READING PASSAGE -
Core Team 'Acc-athon' to Add Alt Text Across Carpentries Curricula
At the end of March, the Core Team had an “Acc-athon”, or accessibility hackathon, led by Erin Becker, where we worked together to add and improve alt text across Carpentries curricula.
What is alt text?
Alternative text or alt text is an HTML element that describes the appearance and function of an image on a page. Alt text serves several functions. It appears in place of an image if the image is broken. It enhances the discoverability of content, because search engines can index alt text. But, perhaps most crucially, alt text makes web content more accessible. If someone uses a screen reader, when the screen reader gets to an image, it will dictate the alt text in place instead.
While alt text is vital for accessibility when communicating with images, it is often overlooked. Many people do not realize it exists and most of us do not know how to write alt text well. Images often omit alt text and, when they do include it, it is often not descriptive enough to be useful. It is common for alt text to include only the name of the image file.
Why is good alt text important?
Including descriptive alt text alongside images makes content more accessible to people who:
- are blind or visually impaired,
- have sensory processing disorders,
- have slow internet connections, and
- everyone when images are broken or missing!

EXTRACTED INFORMATION -
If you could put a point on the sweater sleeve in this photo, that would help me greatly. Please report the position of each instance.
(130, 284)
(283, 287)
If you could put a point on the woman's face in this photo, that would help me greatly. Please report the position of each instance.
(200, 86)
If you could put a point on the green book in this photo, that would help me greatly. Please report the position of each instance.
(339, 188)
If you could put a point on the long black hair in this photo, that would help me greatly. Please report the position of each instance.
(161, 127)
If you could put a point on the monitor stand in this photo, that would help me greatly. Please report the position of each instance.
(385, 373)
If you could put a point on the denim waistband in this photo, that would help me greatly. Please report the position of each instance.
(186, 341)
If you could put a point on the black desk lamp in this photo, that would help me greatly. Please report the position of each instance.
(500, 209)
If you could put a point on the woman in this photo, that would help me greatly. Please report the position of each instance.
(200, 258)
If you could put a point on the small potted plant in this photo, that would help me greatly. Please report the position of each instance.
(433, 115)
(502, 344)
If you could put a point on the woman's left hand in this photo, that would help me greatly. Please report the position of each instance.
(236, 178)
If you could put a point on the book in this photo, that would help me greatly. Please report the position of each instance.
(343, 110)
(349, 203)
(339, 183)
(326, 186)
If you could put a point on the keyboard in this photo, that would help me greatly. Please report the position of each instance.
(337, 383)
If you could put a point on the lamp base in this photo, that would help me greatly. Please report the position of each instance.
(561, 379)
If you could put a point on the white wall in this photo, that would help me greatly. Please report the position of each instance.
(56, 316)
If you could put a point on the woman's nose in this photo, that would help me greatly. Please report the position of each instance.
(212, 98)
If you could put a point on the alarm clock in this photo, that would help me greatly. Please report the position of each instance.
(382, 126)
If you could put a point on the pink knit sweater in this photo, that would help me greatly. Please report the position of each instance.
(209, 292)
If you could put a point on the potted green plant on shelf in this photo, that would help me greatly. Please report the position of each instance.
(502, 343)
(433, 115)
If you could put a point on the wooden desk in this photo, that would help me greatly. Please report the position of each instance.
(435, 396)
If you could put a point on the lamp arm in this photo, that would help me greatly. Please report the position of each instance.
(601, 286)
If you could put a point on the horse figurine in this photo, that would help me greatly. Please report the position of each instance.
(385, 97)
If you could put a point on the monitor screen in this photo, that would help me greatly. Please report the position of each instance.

REQUIREMENT A - Rewrite the records from the line containing "If you could put a point on the horse" through the end of the records, inclusive, as a Markdown table with the columns Row and Line, leaving out any blank lines.
REQUIREMENT B - Extend the article about the Core Team's alt text hackathon, picking up after its last sentence.
The text and the records were taken from separate, unrelated sources.

TASK RESULT A -
| Row | Line |
|---|---|
| 1 | If you could put a point on the horse figurine in this photo, that would help me greatly. Please report the position of each instance. |
| 2 | (385, 97) |
| 3 | If you could put a point on the monitor screen in this photo, that would help me greatly. Please report the position of each instance. |

TASK RESULT B -
Prioritising descriptive alt text that adequately conveys the meaning of an image is an important way to make web content more inclusive. Inclusivity is a core value of The Carpentries, so we believe that ensuring all images in our lessons have descriptive alt text creates a more welcoming space for everyone and allows more people to learn from our lessons.
How can we write good alt text?
The guidelines the Core Team followed during our “Acc-athon” included several basic “Dos” and “do nots” to follow. These included:
Do
- Be descriptive
- Keep it short (100-125 characters is optimal)
- If image includes text, do include it in alt text
Do not
- Include “image of” or “picture of” - but describing the type of image can be helpful (e.g. headshot, illustration, screenshot).
- Use images as text
- Repeat the caption
- Describe purely decorative images - but do enter something to mark the absent image
Examples
Before commencing our work, we practiced together on a few photos (e.g. cats in boxes) and discussed the pros and cons of our various strategies. Limiting the word count was especially challenging, as was deciding on the most important features of the image. Do you describe the color of the cat or what it is doing in the box? How do you convey the way the fur looks like a liquid filling the box? Is it important that the cat is asleep? Context matters! So, we were ready to get down to business with the contextualized images in our curricula.
Acc-athon process
François created a spreadsheet with links to all of the images in Carpentries curricula that currently lacked alt text. We engaged in a 3 step process:
- One person drafts alt-text and adds it to the spreadsheet
- Another person is recruited to discuss and approve. We used Zoom breakout rooms to talk with each other as we finished drafting our text.
- Once many alt text additions had been approved in the spreadsheet, we began adding them as pull requests to the curricula on GitHub. (This was mostly done in a second session.)
How did we do?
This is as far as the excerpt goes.